Produce an exact copy of the data below.
━━━━━━━━━━
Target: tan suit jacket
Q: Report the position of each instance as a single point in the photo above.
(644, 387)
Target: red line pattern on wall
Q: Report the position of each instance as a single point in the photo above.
━━━━━━━━━━
*Answer box*
Target: tan suit jacket
Q: Report the position of each instance as a single point in the photo above.
(644, 387)
Target: red line pattern on wall
Q: Report the position of each instance as a single point in the photo above.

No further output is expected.